→ Task directions
Copy the listing below line for line, with every character and coordinate unchanged.

→ Supplied records
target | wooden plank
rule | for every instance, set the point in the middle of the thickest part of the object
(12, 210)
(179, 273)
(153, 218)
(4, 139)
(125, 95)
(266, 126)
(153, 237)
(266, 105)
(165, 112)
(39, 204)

→ Solution
target | wooden plank
rule | for every instance, set the point in the middle of the thickest part of the object
(12, 210)
(179, 273)
(153, 218)
(4, 139)
(125, 95)
(266, 126)
(153, 237)
(266, 105)
(165, 112)
(39, 204)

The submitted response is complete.